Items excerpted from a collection
START
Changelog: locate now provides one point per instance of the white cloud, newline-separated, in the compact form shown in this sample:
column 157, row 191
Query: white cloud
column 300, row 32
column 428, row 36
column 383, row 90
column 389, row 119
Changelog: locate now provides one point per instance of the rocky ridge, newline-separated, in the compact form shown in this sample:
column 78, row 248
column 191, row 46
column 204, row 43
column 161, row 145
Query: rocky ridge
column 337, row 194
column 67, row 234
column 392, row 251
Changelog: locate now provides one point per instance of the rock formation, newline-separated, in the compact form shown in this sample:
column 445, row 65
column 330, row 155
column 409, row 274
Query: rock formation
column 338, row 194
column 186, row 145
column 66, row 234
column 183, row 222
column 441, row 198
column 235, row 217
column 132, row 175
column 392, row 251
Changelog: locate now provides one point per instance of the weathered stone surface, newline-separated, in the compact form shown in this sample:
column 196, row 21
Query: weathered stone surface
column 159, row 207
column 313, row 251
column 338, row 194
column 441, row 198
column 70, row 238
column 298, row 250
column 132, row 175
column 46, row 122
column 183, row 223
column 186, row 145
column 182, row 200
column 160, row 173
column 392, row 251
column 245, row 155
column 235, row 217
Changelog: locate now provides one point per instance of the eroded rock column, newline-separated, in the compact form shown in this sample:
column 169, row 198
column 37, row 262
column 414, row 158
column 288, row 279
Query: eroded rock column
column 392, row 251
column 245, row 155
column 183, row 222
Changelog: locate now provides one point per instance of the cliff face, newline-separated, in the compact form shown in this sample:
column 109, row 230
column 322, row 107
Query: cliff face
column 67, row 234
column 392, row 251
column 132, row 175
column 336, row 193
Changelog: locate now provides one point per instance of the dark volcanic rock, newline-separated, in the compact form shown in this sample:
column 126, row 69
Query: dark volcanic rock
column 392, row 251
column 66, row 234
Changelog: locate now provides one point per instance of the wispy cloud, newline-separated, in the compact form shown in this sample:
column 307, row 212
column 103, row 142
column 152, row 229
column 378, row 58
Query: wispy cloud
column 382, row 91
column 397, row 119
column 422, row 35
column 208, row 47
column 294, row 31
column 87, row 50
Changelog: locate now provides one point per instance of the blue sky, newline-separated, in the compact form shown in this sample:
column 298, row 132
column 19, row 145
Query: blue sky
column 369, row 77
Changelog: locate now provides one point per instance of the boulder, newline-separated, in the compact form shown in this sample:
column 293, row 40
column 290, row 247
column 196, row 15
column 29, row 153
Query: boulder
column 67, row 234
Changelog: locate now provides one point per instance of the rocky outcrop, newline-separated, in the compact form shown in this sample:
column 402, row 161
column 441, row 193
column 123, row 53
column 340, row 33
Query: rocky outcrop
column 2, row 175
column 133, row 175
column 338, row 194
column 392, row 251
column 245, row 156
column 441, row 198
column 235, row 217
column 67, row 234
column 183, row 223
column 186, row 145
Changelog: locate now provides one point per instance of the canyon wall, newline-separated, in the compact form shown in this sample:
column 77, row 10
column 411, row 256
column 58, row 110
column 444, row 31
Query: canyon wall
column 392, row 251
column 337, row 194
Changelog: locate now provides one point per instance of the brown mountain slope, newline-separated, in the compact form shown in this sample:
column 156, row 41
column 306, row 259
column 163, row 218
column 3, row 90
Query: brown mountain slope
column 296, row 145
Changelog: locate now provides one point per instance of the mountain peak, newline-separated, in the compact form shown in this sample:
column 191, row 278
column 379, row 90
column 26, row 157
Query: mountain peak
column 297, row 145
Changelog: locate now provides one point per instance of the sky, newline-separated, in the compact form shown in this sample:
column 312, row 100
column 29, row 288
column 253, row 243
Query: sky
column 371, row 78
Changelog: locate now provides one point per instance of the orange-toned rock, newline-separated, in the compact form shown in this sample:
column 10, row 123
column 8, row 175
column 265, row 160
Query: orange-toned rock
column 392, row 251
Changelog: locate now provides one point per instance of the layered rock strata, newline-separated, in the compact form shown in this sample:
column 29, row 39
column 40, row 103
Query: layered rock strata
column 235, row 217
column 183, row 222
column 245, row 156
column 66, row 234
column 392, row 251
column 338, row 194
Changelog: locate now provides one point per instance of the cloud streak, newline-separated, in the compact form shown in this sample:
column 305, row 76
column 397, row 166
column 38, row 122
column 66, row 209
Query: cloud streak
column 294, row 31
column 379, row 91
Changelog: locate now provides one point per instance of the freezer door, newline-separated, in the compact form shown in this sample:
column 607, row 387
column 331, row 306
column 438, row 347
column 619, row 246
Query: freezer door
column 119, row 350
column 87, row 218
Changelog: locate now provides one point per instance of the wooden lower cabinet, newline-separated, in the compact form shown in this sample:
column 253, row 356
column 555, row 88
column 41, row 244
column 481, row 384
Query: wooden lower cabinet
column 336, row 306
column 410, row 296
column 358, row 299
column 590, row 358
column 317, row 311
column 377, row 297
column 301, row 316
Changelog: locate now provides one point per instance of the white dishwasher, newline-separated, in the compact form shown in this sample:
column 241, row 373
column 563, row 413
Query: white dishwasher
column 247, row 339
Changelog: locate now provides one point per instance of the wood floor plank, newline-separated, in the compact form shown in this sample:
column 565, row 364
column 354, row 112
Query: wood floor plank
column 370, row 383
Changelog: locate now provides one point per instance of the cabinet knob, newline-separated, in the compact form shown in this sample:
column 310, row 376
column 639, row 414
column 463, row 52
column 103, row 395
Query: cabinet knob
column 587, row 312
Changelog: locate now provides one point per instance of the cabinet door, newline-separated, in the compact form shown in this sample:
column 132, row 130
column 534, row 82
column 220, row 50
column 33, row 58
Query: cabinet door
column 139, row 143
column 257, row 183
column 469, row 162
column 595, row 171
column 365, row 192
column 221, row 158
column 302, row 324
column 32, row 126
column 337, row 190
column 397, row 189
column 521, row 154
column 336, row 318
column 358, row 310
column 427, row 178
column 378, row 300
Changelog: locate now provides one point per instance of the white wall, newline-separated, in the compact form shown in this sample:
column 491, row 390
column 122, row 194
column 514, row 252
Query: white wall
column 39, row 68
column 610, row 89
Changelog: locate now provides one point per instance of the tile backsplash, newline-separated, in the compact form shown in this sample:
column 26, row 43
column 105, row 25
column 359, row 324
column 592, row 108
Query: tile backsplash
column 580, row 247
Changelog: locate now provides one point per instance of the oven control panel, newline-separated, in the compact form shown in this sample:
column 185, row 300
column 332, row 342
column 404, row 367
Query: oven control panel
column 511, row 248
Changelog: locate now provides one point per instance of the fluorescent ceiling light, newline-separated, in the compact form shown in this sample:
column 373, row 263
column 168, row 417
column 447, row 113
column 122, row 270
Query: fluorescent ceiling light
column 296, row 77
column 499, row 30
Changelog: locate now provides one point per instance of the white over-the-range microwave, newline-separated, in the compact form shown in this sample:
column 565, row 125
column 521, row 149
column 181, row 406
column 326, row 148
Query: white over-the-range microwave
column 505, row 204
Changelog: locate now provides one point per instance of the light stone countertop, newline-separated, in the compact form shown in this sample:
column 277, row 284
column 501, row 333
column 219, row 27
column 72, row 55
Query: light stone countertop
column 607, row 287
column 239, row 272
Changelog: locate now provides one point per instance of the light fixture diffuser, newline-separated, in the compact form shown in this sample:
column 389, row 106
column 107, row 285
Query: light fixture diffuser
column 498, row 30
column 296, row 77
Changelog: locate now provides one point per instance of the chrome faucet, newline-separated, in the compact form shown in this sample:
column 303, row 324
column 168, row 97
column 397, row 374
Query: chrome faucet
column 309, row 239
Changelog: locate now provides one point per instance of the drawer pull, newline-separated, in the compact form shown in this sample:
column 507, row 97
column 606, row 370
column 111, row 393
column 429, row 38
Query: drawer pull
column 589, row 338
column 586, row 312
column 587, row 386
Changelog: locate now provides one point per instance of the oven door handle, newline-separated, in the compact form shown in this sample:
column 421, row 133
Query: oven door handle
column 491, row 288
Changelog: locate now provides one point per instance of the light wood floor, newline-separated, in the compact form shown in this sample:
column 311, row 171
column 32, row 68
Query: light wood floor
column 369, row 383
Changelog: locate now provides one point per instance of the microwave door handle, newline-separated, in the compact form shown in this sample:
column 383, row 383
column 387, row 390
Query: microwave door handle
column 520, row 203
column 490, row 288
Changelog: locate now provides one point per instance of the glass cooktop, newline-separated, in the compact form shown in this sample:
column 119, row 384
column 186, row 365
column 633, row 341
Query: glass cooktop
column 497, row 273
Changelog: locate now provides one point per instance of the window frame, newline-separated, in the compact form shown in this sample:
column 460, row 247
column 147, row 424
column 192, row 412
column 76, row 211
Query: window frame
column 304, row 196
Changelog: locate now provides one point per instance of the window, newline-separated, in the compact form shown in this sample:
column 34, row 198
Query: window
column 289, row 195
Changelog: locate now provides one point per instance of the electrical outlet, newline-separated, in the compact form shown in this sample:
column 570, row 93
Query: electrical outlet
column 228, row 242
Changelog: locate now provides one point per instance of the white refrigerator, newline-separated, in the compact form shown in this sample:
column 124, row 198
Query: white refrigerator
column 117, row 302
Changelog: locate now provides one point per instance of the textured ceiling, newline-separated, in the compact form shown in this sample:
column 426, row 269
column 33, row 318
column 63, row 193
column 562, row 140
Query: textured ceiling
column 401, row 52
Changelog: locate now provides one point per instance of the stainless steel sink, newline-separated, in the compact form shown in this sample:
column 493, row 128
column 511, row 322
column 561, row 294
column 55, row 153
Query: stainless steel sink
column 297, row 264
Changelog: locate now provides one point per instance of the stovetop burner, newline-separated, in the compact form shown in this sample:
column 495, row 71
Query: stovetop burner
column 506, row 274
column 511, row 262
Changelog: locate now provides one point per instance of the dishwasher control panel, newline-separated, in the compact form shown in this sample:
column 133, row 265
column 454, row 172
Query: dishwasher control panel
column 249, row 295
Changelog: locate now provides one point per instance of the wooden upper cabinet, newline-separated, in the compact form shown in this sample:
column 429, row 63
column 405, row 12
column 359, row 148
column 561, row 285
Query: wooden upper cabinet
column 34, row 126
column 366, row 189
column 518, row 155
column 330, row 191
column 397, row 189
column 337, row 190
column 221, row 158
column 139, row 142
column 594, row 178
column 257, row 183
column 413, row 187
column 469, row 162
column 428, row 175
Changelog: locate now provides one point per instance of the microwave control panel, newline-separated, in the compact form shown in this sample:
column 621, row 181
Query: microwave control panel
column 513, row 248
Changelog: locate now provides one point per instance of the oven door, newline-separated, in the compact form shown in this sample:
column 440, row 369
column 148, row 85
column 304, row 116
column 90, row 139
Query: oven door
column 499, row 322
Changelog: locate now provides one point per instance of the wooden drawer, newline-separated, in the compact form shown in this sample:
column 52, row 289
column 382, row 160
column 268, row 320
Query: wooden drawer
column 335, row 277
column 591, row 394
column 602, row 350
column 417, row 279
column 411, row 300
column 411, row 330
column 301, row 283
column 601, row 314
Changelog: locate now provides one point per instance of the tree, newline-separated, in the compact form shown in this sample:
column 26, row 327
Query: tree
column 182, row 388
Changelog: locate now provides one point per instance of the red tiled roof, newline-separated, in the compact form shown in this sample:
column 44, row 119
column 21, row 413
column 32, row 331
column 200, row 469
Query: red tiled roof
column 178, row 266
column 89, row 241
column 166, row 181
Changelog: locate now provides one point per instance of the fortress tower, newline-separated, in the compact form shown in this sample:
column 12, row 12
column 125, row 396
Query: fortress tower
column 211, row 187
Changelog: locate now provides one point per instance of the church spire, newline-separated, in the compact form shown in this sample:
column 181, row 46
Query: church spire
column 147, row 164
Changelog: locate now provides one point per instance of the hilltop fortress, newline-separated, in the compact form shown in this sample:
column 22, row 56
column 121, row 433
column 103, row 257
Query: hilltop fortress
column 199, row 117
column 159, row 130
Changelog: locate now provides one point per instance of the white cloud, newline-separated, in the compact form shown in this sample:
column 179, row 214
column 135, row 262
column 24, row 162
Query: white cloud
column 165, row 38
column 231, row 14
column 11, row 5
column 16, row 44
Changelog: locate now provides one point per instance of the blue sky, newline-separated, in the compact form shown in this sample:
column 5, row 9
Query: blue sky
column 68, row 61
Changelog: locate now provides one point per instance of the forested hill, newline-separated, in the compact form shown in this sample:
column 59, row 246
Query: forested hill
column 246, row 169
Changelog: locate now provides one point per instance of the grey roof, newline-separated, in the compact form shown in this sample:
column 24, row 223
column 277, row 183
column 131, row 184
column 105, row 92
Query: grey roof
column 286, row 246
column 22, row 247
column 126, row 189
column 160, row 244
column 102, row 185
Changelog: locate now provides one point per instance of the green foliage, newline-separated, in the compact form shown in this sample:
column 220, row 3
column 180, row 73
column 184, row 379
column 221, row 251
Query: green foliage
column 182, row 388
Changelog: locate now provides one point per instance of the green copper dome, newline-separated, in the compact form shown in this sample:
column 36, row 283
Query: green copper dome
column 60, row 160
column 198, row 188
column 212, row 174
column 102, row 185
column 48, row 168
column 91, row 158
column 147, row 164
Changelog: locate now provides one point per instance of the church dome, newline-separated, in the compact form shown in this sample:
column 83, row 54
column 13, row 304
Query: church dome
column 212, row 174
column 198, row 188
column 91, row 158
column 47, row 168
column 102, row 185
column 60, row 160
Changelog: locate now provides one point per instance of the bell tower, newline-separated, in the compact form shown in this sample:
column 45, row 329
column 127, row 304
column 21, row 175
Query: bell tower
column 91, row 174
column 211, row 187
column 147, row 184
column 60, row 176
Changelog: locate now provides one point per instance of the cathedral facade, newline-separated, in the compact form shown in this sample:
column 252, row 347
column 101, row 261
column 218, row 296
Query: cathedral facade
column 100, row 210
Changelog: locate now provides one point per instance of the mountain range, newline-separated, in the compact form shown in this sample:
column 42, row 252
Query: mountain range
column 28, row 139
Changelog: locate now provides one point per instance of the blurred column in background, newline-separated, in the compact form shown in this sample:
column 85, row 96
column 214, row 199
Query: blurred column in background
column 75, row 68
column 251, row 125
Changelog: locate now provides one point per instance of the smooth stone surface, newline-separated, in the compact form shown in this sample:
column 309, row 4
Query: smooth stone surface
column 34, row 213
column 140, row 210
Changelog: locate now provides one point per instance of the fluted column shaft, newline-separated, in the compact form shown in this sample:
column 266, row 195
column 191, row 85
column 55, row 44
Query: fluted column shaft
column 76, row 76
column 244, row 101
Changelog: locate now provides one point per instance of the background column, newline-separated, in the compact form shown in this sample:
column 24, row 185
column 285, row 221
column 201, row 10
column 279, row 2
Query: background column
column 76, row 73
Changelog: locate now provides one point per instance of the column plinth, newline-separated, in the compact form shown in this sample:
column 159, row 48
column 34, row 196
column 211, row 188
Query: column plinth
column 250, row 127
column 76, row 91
END
__DIRECTIVE__: Echo, word for word, the part of the items that opens with the line containing "cabinet door, newline-separated, in" and closes with the line containing "column 336, row 318", including both of those lines.

__RESULT OF THE EXERCISE__:
Changelog: locate now provides one point per instance of the cabinet door, newline-separated, in the compact form shown in this sample:
column 132, row 130
column 534, row 82
column 220, row 50
column 33, row 58
Query: cabinet door
column 139, row 143
column 257, row 183
column 469, row 162
column 595, row 171
column 365, row 192
column 221, row 158
column 302, row 324
column 32, row 126
column 337, row 190
column 397, row 189
column 521, row 154
column 336, row 318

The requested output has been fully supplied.